═════ Stored data
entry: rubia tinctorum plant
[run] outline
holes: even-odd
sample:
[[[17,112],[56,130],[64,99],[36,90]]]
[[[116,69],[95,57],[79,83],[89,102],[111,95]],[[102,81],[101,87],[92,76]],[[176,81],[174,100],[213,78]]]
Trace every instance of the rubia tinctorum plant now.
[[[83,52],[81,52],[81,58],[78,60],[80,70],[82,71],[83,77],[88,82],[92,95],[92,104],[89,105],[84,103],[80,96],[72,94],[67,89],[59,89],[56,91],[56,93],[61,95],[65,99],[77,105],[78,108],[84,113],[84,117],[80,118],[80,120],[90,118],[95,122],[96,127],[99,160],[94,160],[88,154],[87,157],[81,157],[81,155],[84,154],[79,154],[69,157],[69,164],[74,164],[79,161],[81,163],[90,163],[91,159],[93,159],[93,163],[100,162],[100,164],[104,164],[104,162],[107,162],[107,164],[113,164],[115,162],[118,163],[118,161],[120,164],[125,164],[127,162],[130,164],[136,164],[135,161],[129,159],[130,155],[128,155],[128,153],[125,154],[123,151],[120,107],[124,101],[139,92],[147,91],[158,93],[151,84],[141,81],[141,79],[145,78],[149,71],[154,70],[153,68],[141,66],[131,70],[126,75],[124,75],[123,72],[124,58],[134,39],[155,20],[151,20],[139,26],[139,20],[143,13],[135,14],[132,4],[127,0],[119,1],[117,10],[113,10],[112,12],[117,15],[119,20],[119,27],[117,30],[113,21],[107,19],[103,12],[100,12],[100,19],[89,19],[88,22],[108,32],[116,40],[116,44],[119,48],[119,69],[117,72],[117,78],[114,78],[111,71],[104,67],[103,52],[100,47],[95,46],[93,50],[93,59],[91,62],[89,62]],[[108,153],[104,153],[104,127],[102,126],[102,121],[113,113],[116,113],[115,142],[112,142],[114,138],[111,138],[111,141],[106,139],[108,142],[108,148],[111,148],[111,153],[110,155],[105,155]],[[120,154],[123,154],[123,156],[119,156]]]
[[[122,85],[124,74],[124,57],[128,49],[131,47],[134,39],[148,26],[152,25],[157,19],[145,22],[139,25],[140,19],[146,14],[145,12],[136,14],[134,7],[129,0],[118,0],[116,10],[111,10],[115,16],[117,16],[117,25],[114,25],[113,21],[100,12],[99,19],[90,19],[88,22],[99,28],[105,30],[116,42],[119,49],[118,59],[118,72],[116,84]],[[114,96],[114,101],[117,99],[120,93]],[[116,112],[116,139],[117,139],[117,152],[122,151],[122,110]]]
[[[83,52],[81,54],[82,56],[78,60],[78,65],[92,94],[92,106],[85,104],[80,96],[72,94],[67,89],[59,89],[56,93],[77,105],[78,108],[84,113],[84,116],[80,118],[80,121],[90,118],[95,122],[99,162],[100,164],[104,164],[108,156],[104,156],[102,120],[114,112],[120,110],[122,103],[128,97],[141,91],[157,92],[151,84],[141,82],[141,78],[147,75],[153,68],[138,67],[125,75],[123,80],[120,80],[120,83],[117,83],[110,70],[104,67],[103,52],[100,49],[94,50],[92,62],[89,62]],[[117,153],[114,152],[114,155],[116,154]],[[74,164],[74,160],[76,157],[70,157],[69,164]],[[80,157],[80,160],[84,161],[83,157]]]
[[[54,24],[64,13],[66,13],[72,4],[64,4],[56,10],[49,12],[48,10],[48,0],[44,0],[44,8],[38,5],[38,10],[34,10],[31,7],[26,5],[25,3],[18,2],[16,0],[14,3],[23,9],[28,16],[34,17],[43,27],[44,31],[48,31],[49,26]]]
══════════
Exercise aim: Replace "rubia tinctorum plant" with "madder plant" everywhere in the listing above, leaving all other text unchanged.

Task answer:
entry: madder plant
[run] outline
holes: even-odd
sample:
[[[17,112],[56,130],[64,99],[36,90]]]
[[[116,69],[95,57],[79,83],[89,102],[111,95]],[[102,81],[101,87],[92,76]],[[176,81],[174,100],[213,78]]]
Trace every instance of the madder plant now.
[[[83,52],[81,52],[81,58],[78,60],[80,70],[82,71],[83,77],[88,82],[92,95],[92,104],[89,105],[84,103],[80,96],[72,94],[67,89],[59,89],[56,91],[56,93],[61,95],[65,99],[77,105],[78,108],[84,113],[84,117],[80,118],[80,120],[90,118],[95,122],[96,127],[99,160],[94,160],[88,154],[87,157],[81,157],[81,155],[84,154],[79,154],[69,157],[69,164],[74,164],[79,161],[81,163],[90,163],[91,159],[93,159],[93,163],[100,162],[100,164],[104,164],[104,162],[107,162],[107,164],[113,164],[115,162],[118,163],[118,161],[120,164],[125,164],[127,162],[130,164],[136,164],[135,161],[129,159],[130,155],[128,155],[128,153],[125,154],[123,151],[120,107],[124,101],[139,92],[147,91],[158,93],[151,84],[141,81],[141,79],[145,78],[149,71],[154,70],[153,68],[141,66],[131,70],[126,75],[124,75],[123,72],[124,58],[134,39],[155,20],[151,20],[139,26],[139,20],[143,13],[135,14],[132,4],[127,0],[119,1],[117,10],[113,10],[112,12],[117,15],[119,20],[119,27],[117,30],[113,21],[107,19],[103,12],[100,12],[100,19],[89,19],[88,22],[108,32],[116,40],[116,44],[119,48],[119,69],[117,72],[117,78],[114,78],[111,71],[104,67],[103,52],[100,47],[95,46],[93,50],[93,59],[91,62],[89,62]],[[108,153],[104,153],[104,127],[102,126],[102,121],[113,113],[116,113],[115,142],[112,142],[114,138],[111,138],[111,141],[106,139],[108,142],[108,148],[111,148],[111,153],[110,155],[105,155]],[[120,154],[123,154],[123,156],[119,156]]]
[[[122,85],[124,74],[124,57],[128,49],[131,47],[134,39],[148,26],[152,25],[157,19],[145,22],[139,25],[140,19],[146,14],[145,12],[136,14],[134,7],[129,0],[118,0],[116,10],[111,10],[115,16],[117,16],[117,25],[114,25],[113,21],[100,12],[99,19],[90,19],[88,22],[99,28],[105,30],[116,42],[119,49],[118,59],[118,72],[116,84]],[[114,96],[114,101],[117,99],[120,93]],[[116,112],[116,139],[117,139],[117,152],[122,151],[122,110]]]
[[[83,52],[81,54],[82,56],[78,60],[78,65],[92,94],[92,106],[85,104],[80,96],[72,94],[67,89],[59,89],[56,93],[77,105],[78,108],[84,113],[84,116],[80,118],[80,121],[90,118],[95,122],[99,162],[100,164],[104,164],[108,156],[104,156],[102,120],[114,112],[120,110],[122,103],[128,97],[141,91],[157,92],[151,84],[141,82],[141,78],[147,75],[153,68],[138,67],[125,75],[123,80],[120,80],[120,83],[117,83],[110,70],[104,67],[103,52],[100,49],[94,50],[92,62],[89,62]],[[117,153],[114,152],[114,155],[116,154]],[[74,164],[74,160],[76,157],[70,157],[69,164]],[[80,157],[80,160],[84,161],[83,157]]]
[[[54,24],[64,13],[66,13],[72,4],[64,4],[56,10],[49,12],[48,10],[48,0],[44,0],[44,8],[38,5],[38,10],[34,10],[31,7],[26,5],[25,3],[18,2],[16,0],[14,3],[23,9],[28,16],[34,17],[43,27],[44,31],[48,31],[49,26]]]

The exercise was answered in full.